| AUSGANGSTEXT |
####

Die Info findet man doch in den technischen Daten:
https://support.industry.siemens.co...rie-simatic-ipc427e-(microbox)?dti=0&lc=de-AT


----------



## ChristophD (29 Juli 2020)

Hi,

alleine schond das es Gbit Schnittstellen sind sagt das es kein IRT kann.
Und .net Bibliothek spricht mit eine PLC! der IPC ist keine PLC, das ist ein Windows PC und weiter nix.
Da muss dann eine iftware PLC drauf die eben die Daten vom netz abholt und in ihre Datenbereiche schiebt auf die dann die .Net zugreift.


----------



## Bergungsdackel (29 Juli 2020)

DeltaMikeAir schrieb:


> Die Info findet man doch in den technischen Daten:
> https://support.industry.siemens.co...rie-simatic-ipc427e-(microbox)?dti=0&lc=de-AT



Vielen Dank. Funktioniert bei mir also nur über eine PCIe-Karte.


----------



## Bergungsdackel (29 Juli 2020)

ChristophD schrieb:


> Hi,
> 
> alleine schond das es Gbit Schnittstellen sind sagt das es kein IRT kann.
> Und .net Bibliothek spricht mit eine PLC! der IPC ist keine PLC, das ist ein Windows PC und weiter nix.
> Da muss dann eine iftware PLC drauf die eben die Daten vom netz abholt und in ihre Datenbereiche schiebt auf die dann die .Net zugreift.

####

| AUFGABEN ZUR ÜBUNG |
(A) Stimmen die folgenden Aussagen mit dem Forumsthread über den IPC oben überein? Antworte bei jeder mit Ja oder Nein und zitiere die entscheidenden Worte aus dem Thread wörtlich.
(i) Laut ChristophD ist der IPC eine PLC.
(ii) Bergungsdackel folgert, dass es nur über eine PCIe-Karte funktioniert.
(iii) Der Hinweis auf die technischen Daten stammt von DeltaMikeAir.
(B) Setze den Forumsthread über den IPC oben nach seinem letzten Satz fort.

####

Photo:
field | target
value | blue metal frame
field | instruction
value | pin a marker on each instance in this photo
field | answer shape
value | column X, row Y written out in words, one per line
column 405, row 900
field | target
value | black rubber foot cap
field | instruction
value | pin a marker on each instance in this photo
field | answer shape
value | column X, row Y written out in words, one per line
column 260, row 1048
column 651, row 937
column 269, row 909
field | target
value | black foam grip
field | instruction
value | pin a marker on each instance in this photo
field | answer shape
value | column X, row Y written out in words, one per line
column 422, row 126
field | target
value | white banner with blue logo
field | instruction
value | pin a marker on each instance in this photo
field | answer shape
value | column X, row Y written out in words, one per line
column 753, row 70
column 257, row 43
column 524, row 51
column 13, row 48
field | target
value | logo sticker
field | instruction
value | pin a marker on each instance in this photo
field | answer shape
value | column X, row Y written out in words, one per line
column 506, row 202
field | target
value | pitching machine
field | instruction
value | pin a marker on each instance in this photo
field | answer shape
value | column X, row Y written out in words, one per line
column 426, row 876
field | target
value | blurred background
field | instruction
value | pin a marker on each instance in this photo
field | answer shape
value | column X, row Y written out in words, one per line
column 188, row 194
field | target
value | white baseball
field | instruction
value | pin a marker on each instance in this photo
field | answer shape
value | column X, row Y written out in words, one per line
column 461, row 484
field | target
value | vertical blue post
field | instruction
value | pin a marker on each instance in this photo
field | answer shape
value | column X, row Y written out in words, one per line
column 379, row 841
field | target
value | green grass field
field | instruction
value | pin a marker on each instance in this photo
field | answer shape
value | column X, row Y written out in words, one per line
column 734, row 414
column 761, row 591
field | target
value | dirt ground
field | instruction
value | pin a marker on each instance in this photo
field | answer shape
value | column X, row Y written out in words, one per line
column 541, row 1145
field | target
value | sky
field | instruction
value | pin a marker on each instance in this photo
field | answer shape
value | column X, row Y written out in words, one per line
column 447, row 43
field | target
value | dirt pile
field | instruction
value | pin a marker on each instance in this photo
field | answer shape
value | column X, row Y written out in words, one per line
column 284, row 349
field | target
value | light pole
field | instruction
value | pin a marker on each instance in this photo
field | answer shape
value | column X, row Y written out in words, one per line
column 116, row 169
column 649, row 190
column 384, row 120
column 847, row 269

####

| LÖSUNGEN PRO AUFGABE |
(A)
(i) Nein: „der IPC ist keine PLC, das ist ein Windows PC und weiter nix.“
(ii) Ja: „Funktioniert bei mir also nur über eine PCIe-Karte.“
(iii) Ja: „DeltaMikeAir schrieb:“

(B)
Danke für die Antwort, ich stehe aber glaube ich aufm Schlauch. Die Bibliothek S7NetPlus kann doch auch auf Daten zugreifen die von der PLC ausgehen? Und die entsprechende Software (programmiert mit S7NetPlus beispielsweise) würde ja auf dem IPC laufen, was doch theoretisch über Profinet/Ethernet verbunden ist. Also es gibt ja in S7NetPlus Befehle wie "ReadBytes" - die sind doch dafür da oder?
Also mir gehts eben darum, was möglich ist. Ich besorge eine PCIe-Karte, womit mein IPC IRT-fähig wird (laut Siemens Seite) und dann bräuchte ich nur noch eine Bibliothek, die diese IRT-Telegramme "verstehen" kann und auslesen kann.


----------



## ChristophD (29 Juli 2020)

die PCIe Karte alleine nützt dir aber nix weil die kann von sich aus ja gar nix.
Du brauchst eine SW die die PROFINET Daten empfängt.
Das ist enweder eine selber geschriebene C# auf Basis des Dev Kits oder eben eine Software Controller auf Basis S7-300 oder S7-1500 , und mit dem redet dann die .net Anwendung , und nicht direkt mit dem PROFINET, schau einfach nochmal in die S7NetPlus Wiki rein dort steht es gut erklärt.
S7net kann nur Daten aus einer PLC lesen und sonst nix.


----------



## Bergungsdackel (30 Juli 2020)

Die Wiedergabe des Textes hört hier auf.